# PAGE EXCERPT
-- START --

We see announcements almost every day about established (auto) companies or startups that started to work on technologies related with SDC.

Although there is publicly available robotics research and open source projects like Robotics Operating System (ROS robotics in general) and Autoware (SDC specific), there is still a need for more people to get involved and do research, development and testing in this area, to ensure that we will get safe SDC on the roads in the next few years.

Also getting involved in OS SDC development is a very good way to learn about autonomous mobile robotics (very important area of robotics for our future mobility and personal assistants “robots” capabilities), SDC being just an outdoor autonomous robot with people on board and around, and the technologies used here can be applied in many other cases, in constrained or unconstrained environments.

This is the continuation of my (quick) deep dive into Open Source (OS) SDC development SDC From 0 to 60 (*) in 4 weeks as part of Udacity OS SDC challenges (that I posted a week ago), I suggest you read that one first to get a feel of what it means to do OS SDC development.

I hope I convinced you already :-) so let’s get started.

In the next few weeks I will show you how to get the results I present in the deep dive article and much more, bellow is the first part in this series regarding preparing the development environment and testing it for readiness.

First of all, here are a few required things to ensure a smooth “SDC” ride:

  • a computer, preferably a recent (Linux) desktop with a Nvidia GPU (required for deep learning and 3D simulators) with compute capability > 3, for example my current machine configuration is this and this will soon be my son’s deep gaming/learning/virtual reality machine, with partial Series A round funding from me :-)
  • a bit of Linux experience, as most robotics software is running only/best on Linux
  • a bit of Python experience, as it is used a lot in robotics and AI/machine learning (ML) and especially to build deep neural networks (DNN)
  • and lots of curiosity, patience and perseverance (in order to achieve good results)

In the past 5 weeks I recommended and helped people to use Docker, it is the easiest way to get started and to keep your host machine clean while trying a lot of software in docker containers, in some cases is the only way to run the required software (because of different OS dependency).

Install Docker following the instructions here:

https://docs.docker.com/engine/installation/linux/ubuntulinux/

Install nvidia-docker (on Linux only, this will give you GPU acceleration in the Docker containers) from here:

https://github.com/NVIDIA/nvidia-docker

Most of the instructions bellow will target Ubuntu 16.04 host and use nvidia-docker, if you don’t have a Linux host, you can still install Docker and use the instructions on Windows and OSX, but you may run into some problems, also GPU acceleration will not work on Windows and OSX, so it may take days to train DNN models on CPU, while a GPU can do in hours.

-- END --

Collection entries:
-- START --

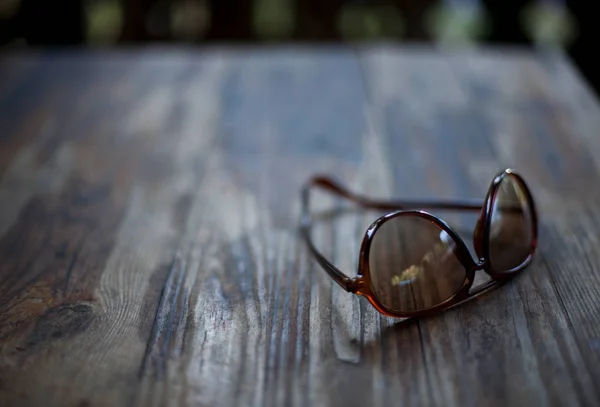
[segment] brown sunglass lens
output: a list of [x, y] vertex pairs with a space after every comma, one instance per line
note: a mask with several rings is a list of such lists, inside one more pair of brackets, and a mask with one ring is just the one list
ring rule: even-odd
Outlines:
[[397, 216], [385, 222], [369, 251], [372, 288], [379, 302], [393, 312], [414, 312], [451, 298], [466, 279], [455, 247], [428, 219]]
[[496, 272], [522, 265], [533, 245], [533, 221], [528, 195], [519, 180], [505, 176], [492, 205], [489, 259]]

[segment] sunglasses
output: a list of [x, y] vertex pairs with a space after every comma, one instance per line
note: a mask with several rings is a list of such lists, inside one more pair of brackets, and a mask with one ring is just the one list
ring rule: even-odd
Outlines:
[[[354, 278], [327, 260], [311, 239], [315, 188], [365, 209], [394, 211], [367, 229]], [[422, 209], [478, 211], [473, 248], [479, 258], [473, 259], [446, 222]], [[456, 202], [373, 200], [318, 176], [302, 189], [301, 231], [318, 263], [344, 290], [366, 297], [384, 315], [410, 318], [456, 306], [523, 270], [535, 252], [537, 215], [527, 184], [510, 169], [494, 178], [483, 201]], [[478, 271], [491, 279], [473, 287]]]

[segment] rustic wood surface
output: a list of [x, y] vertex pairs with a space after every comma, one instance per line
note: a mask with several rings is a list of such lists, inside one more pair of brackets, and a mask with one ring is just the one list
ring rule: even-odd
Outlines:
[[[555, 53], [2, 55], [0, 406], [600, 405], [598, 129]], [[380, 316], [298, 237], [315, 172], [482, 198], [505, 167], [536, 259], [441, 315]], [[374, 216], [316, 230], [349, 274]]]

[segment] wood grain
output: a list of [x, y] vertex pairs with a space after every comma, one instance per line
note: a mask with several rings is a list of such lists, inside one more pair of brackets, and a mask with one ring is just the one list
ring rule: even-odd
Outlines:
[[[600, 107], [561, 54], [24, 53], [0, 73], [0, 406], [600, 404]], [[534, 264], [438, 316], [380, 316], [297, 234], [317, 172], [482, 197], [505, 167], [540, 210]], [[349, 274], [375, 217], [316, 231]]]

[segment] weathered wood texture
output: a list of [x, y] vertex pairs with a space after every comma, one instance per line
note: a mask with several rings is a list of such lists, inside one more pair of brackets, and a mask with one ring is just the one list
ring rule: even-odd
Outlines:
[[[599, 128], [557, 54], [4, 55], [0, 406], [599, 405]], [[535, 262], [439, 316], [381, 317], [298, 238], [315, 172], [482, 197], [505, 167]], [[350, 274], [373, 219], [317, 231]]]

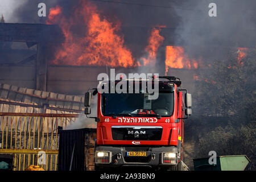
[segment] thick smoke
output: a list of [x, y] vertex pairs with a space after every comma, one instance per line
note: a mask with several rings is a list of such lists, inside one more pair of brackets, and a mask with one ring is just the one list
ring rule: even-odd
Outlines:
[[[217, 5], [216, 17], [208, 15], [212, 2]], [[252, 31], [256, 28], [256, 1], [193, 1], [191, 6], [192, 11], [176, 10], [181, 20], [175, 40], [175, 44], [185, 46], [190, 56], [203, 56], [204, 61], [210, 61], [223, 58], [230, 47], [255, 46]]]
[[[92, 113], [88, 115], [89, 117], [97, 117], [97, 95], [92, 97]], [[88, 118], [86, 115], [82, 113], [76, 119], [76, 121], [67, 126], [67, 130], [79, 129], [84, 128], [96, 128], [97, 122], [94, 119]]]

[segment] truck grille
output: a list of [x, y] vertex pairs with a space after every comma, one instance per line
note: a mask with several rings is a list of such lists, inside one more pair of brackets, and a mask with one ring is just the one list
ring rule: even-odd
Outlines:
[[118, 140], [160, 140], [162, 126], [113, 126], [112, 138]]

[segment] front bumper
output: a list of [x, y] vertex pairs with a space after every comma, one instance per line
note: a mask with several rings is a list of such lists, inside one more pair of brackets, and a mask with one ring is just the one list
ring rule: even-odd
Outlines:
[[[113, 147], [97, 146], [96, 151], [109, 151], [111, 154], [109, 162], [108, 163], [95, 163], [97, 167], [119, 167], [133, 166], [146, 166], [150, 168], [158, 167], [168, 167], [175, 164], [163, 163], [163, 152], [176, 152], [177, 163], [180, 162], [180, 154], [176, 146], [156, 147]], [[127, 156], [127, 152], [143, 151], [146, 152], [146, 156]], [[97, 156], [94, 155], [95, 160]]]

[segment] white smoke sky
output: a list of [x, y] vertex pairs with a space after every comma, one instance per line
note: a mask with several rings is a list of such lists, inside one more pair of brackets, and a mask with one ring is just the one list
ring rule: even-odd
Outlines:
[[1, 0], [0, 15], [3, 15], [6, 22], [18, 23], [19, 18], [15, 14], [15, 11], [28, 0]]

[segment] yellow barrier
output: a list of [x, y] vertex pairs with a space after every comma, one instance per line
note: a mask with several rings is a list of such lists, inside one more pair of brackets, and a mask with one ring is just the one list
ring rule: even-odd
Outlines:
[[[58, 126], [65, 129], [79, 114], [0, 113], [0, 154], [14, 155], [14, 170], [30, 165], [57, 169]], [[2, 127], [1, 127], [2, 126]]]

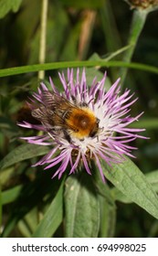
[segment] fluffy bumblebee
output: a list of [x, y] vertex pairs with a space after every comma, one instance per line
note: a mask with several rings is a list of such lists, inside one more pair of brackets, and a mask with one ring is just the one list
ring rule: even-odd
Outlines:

-- END --

# SET TASKS
1) In the self-driving car text, replace "Ubuntu 16.04" with "Ubuntu 18.04" in the part that opens with the words containing "Install nvidia-docker (on" and closes with "do in hours.", and give that part back.
2) Present the part of the records that opens with the line containing "[segment] yellow barrier" and runs through the end of the records as a Markdown table with the columns Row and Line, numbering each line. Leave out blank lines and the pictures.

# PER-TASK ANSWERS
1)
Install nvidia-docker (on Linux only, this will give you GPU acceleration in the Docker containers) from here:

https://github.com/NVIDIA/nvidia-docker

Most of the instructions bellow will target Ubuntu 18.04 host and use nvidia-docker, if you don’t have a Linux host, you can still install Docker and use the instructions on Windows and OSX, but you may run into some problems, also GPU acceleration will not work on Windows and OSX, so it may take days to train DNN models on CPU, while a GPU can do in hours.

2)
| Row | Line |
|---|---|
| 1 | [segment] yellow barrier |
| 2 | output: a list of [x, y] vertex pairs with a space after every comma, one instance per line |
| 3 | note: a mask with several rings is a list of such lists, inside one more pair of brackets, and a mask with one ring is just the one list |
| 4 | ring rule: even-odd |
| 5 | Outlines: |
| 6 | [[[58, 126], [65, 129], [79, 114], [0, 113], [0, 154], [14, 155], [14, 170], [30, 165], [57, 169]], [[2, 127], [1, 127], [2, 126]]] |
| 7 | [segment] fluffy bumblebee |
| 8 | output: a list of [x, y] vertex pairs with a space after every comma, one instance per line |
| 9 | note: a mask with several rings is a list of such lists, inside one more pair of brackets, and a mask with one ring is just the one list |
| 10 | ring rule: even-odd |
| 11 | Outlines: |